=== Your objective ===
Please copy out all of the items below without any change, line by line.
☆ ☆ ☆ ☆ ☆ ☆ ☆
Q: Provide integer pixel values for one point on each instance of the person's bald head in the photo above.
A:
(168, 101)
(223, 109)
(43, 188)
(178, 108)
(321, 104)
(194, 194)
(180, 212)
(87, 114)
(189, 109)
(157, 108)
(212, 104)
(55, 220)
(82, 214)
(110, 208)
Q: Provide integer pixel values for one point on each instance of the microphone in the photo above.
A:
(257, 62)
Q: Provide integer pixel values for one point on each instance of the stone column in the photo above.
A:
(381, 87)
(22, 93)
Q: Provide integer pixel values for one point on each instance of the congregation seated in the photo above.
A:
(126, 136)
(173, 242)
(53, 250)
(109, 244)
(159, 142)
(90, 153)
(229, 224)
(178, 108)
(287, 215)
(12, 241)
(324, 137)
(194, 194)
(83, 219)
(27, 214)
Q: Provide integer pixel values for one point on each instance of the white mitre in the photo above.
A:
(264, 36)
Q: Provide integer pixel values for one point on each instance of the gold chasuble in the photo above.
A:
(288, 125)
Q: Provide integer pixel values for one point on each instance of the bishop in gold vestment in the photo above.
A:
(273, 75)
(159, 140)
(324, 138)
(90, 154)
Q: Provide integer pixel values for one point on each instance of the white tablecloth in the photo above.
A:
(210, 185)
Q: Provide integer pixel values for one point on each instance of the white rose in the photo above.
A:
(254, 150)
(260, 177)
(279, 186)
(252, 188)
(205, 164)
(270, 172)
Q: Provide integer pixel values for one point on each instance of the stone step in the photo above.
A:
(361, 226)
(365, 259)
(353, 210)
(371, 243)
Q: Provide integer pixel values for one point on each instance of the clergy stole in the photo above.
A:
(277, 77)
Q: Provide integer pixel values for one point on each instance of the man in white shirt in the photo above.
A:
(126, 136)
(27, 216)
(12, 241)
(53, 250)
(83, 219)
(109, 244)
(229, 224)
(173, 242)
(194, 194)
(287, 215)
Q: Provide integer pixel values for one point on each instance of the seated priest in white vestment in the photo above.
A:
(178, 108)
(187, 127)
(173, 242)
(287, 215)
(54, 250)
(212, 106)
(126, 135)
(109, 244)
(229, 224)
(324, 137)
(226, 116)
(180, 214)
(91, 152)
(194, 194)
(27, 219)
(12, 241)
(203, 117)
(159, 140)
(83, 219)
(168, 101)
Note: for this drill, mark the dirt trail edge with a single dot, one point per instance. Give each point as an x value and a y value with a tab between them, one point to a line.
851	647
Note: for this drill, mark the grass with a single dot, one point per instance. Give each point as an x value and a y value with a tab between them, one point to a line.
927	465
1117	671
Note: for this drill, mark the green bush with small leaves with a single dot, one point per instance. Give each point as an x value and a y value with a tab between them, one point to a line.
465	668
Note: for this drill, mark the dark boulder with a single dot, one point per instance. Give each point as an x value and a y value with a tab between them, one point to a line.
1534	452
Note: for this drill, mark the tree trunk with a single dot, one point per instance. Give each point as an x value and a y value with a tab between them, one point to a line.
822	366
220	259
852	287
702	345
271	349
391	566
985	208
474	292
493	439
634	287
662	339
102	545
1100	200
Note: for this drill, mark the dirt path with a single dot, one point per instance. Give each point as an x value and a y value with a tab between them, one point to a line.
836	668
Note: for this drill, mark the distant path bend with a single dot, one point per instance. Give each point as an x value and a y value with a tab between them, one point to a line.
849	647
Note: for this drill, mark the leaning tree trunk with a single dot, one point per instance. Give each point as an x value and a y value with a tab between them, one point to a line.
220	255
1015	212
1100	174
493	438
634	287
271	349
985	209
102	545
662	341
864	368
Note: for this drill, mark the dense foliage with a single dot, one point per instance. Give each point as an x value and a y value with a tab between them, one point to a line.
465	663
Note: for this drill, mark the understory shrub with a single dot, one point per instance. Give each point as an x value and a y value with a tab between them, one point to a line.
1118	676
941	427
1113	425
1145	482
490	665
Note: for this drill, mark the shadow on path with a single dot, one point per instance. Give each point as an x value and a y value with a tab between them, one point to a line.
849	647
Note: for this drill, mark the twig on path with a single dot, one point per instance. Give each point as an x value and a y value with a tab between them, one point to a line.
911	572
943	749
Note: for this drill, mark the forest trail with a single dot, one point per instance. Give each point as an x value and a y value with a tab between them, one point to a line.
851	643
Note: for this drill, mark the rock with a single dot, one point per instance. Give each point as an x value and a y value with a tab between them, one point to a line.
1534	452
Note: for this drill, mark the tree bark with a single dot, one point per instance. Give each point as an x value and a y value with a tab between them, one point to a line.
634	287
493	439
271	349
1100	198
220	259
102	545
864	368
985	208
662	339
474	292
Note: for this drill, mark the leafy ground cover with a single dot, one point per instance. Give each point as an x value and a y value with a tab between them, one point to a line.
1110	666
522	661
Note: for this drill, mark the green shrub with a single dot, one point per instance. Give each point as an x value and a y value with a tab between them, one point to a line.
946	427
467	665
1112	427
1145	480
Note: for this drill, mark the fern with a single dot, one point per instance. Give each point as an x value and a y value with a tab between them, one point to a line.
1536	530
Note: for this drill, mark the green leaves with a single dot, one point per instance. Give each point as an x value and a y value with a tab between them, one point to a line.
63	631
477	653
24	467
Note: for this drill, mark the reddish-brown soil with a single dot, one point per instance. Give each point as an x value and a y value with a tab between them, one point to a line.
☆ ☆ ☆ ☆ ☆ ☆ ☆
=== Answer to this exercise ===
Q: Provide integer pixel values for one point on each instance of the person's bald head in the photo above.
A:
(168, 101)
(223, 109)
(43, 188)
(178, 108)
(321, 104)
(194, 194)
(180, 212)
(87, 114)
(189, 109)
(157, 108)
(212, 104)
(55, 220)
(82, 214)
(110, 208)
Q: Provide integer pixel values for one point on each instance of the microphone in the photo above.
A:
(257, 62)
Q: Provide integer pixel values for one point on each instance of the stone column in the photo above.
A:
(381, 87)
(22, 93)
Q: Provide integer pixel values for one point on each instance of the congregation seated in the photo above.
A:
(126, 136)
(173, 242)
(53, 250)
(109, 244)
(159, 142)
(90, 153)
(229, 224)
(178, 108)
(287, 215)
(12, 241)
(324, 137)
(194, 194)
(83, 219)
(27, 214)
Q: Provide integer pixel values for one point on each instance of the white mitre in the photo above.
A:
(264, 36)
Q: Provide integer pixel values for one point on each instance of the gold chasuble in the photo above.
A:
(288, 125)
Q: Provide integer pixel values for one point on each instance of the bishop in gold vestment in the photo above.
A:
(273, 75)
(159, 140)
(324, 138)
(90, 154)
Q: Provide integer pixel values for one point on each instance of the white tablecloth in the photo above.
A:
(210, 185)
Q: Provide integer pixel values for one point on each instance of the white rose in the photo above.
A:
(254, 150)
(260, 177)
(279, 186)
(252, 188)
(205, 164)
(270, 172)
Q: Provide integer pixel values for one point on each instance of the stone step in the photo above.
A:
(361, 226)
(365, 259)
(353, 210)
(371, 243)
Q: Provide integer pixel values for one point on each instance of the clergy stole in the photo above.
A:
(277, 77)
Q: Provide integer pixel values for one point on each instance of the man in white shirt in the photo above.
A:
(126, 136)
(27, 216)
(12, 241)
(53, 250)
(83, 219)
(109, 244)
(229, 224)
(173, 242)
(194, 194)
(287, 215)
Q: Provide integer pixel values for one point on each instance of the seated priest in white vestment in the photo above.
A:
(178, 108)
(187, 127)
(173, 242)
(287, 215)
(54, 250)
(212, 106)
(126, 135)
(109, 244)
(229, 224)
(324, 137)
(226, 116)
(180, 214)
(91, 152)
(194, 194)
(27, 219)
(12, 241)
(203, 117)
(159, 140)
(83, 219)
(168, 101)
Note: for this drill, mark the dirt trail edge with a single dot, one point per instance. Give each point as an x value and a y value with a tab between them, one point to a line.
851	647
Note: for this drill, mark the grass with a single dot, one point per instance. Give each point as an x value and a y value with a tab between them, one point to a line.
927	465
1117	671
Note: for this drill, mark the green bush with small leaves with a single dot, one point per instance. Give each point as an x value and a y value with a tab between them, one point to a line.
465	668
Note: for this drill, mark the dark boulder with a single dot, one point per instance. Give each point as an x value and a y value with a tab between them, one point to a line.
1534	452
Note: for this drill, mark the tree trunk with a single dot, one point per instance. Give each point as an x value and a y value with a tab between them, one point to a line.
822	366
220	259
852	287
702	345
271	349
391	566
985	208
474	292
493	439
634	287
662	339
102	545
1100	200
Note: for this drill, mark the dirt path with a single dot, one point per instance. Give each point as an x value and a y value with a tab between them, one point to a line.
836	668
Note: for this drill, mark the distant path bend with a single dot, one point per instance. Give each point as an x value and a y value with a tab between them, one point to a line.
849	647
Note: for this drill, mark the leaning tree trunk with a single dot, one point per instance. Give each point as an x value and a y value with a tab between them, one point to a line.
220	255
1015	212
1100	174
493	438
634	287
271	349
985	209
102	545
662	341
864	368
Note: for this drill, mark the dense foliage with a single dot, one point per instance. Give each point as an x value and a y value with a tab between them, one point to a line.
465	663
Note: for this drill, mark the understory shrub with a single dot, one point per instance. Give each point as an x value and a y value with a tab between them, one point to a line.
1118	676
941	427
1113	425
1145	482
490	665
Note: for this drill, mark the shadow on path with a single dot, one point per instance. Give each point as an x value and a y value with a tab between them, one point to a line.
849	647
Note: for this drill, mark the twig on path with a single dot, one point per instance. Give each point as an x value and a y value with a tab between them, one point to a line.
911	572
943	749
Note: for this drill, mark the forest trail with a single dot, one point per instance. Give each point as an x value and a y value with a tab between them, one point to a line.
851	643
Note: for this drill, mark the rock with a single dot, one point per instance. Give each point as an x value and a y value with a tab between them, one point to a line.
1534	452
Note: for this drill, mark the tree bark with a single dot, one point per instance. Give each point as an x value and a y value with a tab between them, one point to a line.
634	287
493	439
271	349
1100	198
220	259
102	545
864	368
985	208
662	339
474	292
Note: for this drill, mark the leafy ground cover with a single dot, one point per instance. Give each point as an x value and a y value with a tab between them, one point to a line.
1110	666
522	661
Note: for this drill, mark the green shrub with a single dot, one point per instance. Give each point as an x value and a y value with a tab between them, one point to a line.
946	427
467	665
1112	427
1145	480
Note: for this drill, mark the fern with a single dot, one point per instance. Give each point as an x value and a y value with a tab between them, one point to a line.
1536	530
Note: for this drill, mark the green leaves with a single dot, one point per instance. Give each point as an x value and a y value with a tab between them, one point to a line.
63	631
477	653
24	467
Note: for this drill, mark the reddish-brown soil with a single dot, one point per instance. Give each point as an x value and a y value with a tab between them, one point to a line.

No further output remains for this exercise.